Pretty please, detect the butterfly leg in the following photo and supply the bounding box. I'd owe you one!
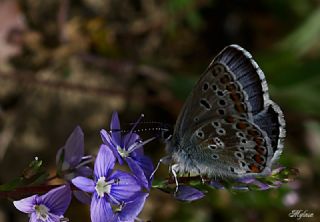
[149,155,172,180]
[171,164,180,194]
[199,173,206,184]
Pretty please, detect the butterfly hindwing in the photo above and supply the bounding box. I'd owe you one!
[253,101,285,163]
[180,116,273,178]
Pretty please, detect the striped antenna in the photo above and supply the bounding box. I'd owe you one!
[109,121,172,140]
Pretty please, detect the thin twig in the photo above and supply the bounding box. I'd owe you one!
[57,0,69,43]
[0,184,78,200]
[0,70,176,106]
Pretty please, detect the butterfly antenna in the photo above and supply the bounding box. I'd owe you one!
[124,114,145,147]
[124,121,172,141]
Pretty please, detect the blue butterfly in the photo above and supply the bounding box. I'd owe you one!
[163,45,285,182]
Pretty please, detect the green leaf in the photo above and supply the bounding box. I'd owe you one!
[0,177,24,191]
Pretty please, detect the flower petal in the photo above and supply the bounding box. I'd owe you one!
[109,170,141,202]
[40,185,72,216]
[231,186,249,191]
[29,212,38,222]
[55,147,63,167]
[46,213,63,222]
[73,190,92,205]
[118,192,148,222]
[94,144,116,179]
[209,180,225,190]
[253,180,270,190]
[72,176,95,193]
[236,176,256,184]
[236,177,270,190]
[75,166,93,178]
[132,155,154,186]
[123,133,140,150]
[125,157,149,189]
[91,194,114,222]
[100,129,123,165]
[175,186,205,202]
[110,112,121,146]
[13,195,37,213]
[60,126,84,167]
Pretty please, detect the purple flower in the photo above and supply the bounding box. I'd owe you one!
[113,192,149,222]
[13,185,71,222]
[174,186,205,202]
[236,177,270,190]
[209,180,225,190]
[100,112,154,189]
[72,144,145,222]
[56,126,93,180]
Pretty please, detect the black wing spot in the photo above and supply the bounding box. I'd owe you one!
[217,109,225,115]
[200,98,211,110]
[203,82,209,91]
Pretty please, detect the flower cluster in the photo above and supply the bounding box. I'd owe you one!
[72,145,148,221]
[13,112,154,222]
[100,112,154,190]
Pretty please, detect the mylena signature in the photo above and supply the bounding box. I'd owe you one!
[288,210,314,220]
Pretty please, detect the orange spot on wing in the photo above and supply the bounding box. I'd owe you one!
[249,164,261,173]
[236,121,249,129]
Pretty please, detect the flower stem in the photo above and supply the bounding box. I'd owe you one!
[0,184,78,200]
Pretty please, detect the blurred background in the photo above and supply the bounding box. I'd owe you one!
[0,0,320,221]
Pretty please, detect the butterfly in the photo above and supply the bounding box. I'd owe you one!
[165,44,286,180]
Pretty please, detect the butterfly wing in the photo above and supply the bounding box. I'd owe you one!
[169,45,285,177]
[184,116,273,178]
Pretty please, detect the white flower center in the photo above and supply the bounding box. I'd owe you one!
[117,146,129,158]
[95,177,111,198]
[34,204,49,221]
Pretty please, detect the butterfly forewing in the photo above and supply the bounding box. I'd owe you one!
[174,61,253,137]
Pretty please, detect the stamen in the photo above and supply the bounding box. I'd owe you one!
[95,177,111,197]
[113,202,125,213]
[75,155,94,169]
[126,137,156,153]
[34,204,49,221]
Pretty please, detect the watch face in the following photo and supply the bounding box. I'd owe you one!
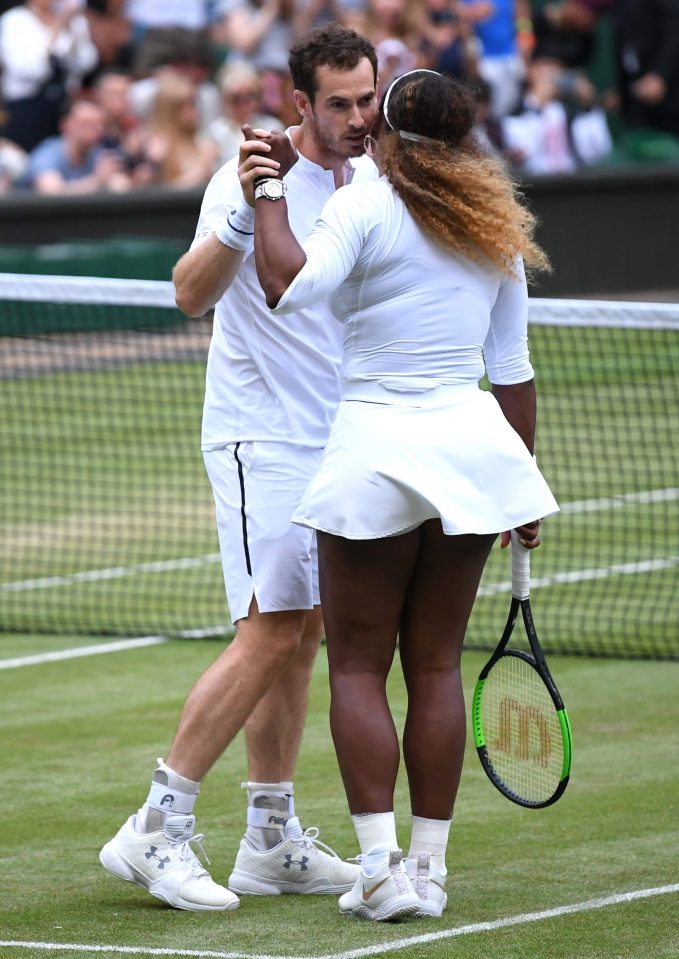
[264,179,284,199]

EXERCISE DIRECTIONS
Only the pictures are to be dropped; the rest of the material above must be duplicated exactly.

TASK RESPONSE
Pretty please, detect the butterfly leg in the following photo and supply the bounding box. I'd owe you one!
[149,155,172,180]
[171,164,180,194]
[199,173,206,184]
Pretty please, detect the butterfly hindwing in the photo above and supply the bounding box. I'd owe you one!
[253,101,285,163]
[180,116,273,178]
Pretty please, detect the striped antenna in the photo above and supply the bounding box. I'd owe you one!
[109,121,172,140]
Pretty please, detect the thin twig in the photo above and supply the bounding box. I'd owe you one!
[57,0,69,43]
[0,184,78,200]
[0,70,176,106]
Pretty please, detect the butterfly antenna in the photo above and supply the bounding box. I'd owe you one!
[124,114,145,147]
[124,121,172,141]
Pretty please, detect the blue butterfly in the photo above and supply the bounding box. I'd owe you one!
[163,45,285,182]
Pretty please, detect the green leaf in the photo above and supply the bounding box. I'd owe you one!
[0,177,24,191]
Pretty please, detect the flower petal in the photo above and supply the bounding box. I'd owe you one!
[109,170,141,202]
[40,185,72,216]
[231,186,249,191]
[29,212,38,222]
[55,147,63,167]
[46,213,63,222]
[73,190,92,205]
[118,192,148,222]
[94,144,116,179]
[209,180,225,190]
[253,180,270,190]
[72,176,95,193]
[236,176,256,184]
[236,177,270,190]
[75,166,93,178]
[132,155,154,186]
[123,133,140,150]
[125,157,149,189]
[91,194,114,222]
[100,129,123,165]
[175,186,205,202]
[110,112,121,146]
[13,195,37,213]
[60,126,84,167]
Pretty please, detect the purple flower in the photo above and supply the bounding box. I'd owe you one!
[113,192,149,222]
[13,185,71,222]
[174,186,205,202]
[236,177,270,190]
[209,180,225,190]
[100,112,154,189]
[72,144,145,222]
[56,126,93,180]
Pretty please, detect the black wing spot in the photo above and supply the bounding box. I'd owe you one!
[217,109,225,115]
[200,98,211,110]
[203,82,209,91]
Pretty please, detect the flower cluster in the photo above and supply the bounding box. I'd owe you one!
[72,145,148,221]
[13,112,154,222]
[100,112,154,190]
Pretty please, detect the mylena signature in the photo above and supply the bounding box. I'd owe you one!
[288,210,314,220]
Pretty please, detect the orange spot on wing in the photo above and supply the bounding box. I'd owe you one!
[249,164,261,173]
[236,121,249,129]
Pretty please, detect the flower stem in the photo above and supply the bounding box. I'd owe you one!
[0,184,78,200]
Pretty please, detect the blurred background in the photo above and supply the bounding box. I'd owe you one!
[0,0,320,221]
Pretty please, detect the butterfly in the photo above and supply the bounding box. I'd owe you one!
[165,44,286,180]
Pretty please, detect the butterfly wing in the photo above and supply the bounding box. I'd owe you one!
[169,45,285,177]
[184,116,273,178]
Pretty please, detect the white flower center in the photo above and supply the bounding box. I'd owe you one!
[117,146,129,158]
[95,177,111,198]
[34,204,49,221]
Pretty please, detect the butterfly forewing in the photo above and supply the bounding box. I'd owe you one!
[174,61,253,137]
Pretty please, detect the stamen in the photo above and supply the bounding box. I'd owe you one!
[95,177,111,197]
[113,202,125,213]
[75,155,94,169]
[126,137,156,153]
[34,204,49,221]
Pretty please, detect the watch face in the following photo and supply the bounding box. I'd owe you one!
[264,179,284,199]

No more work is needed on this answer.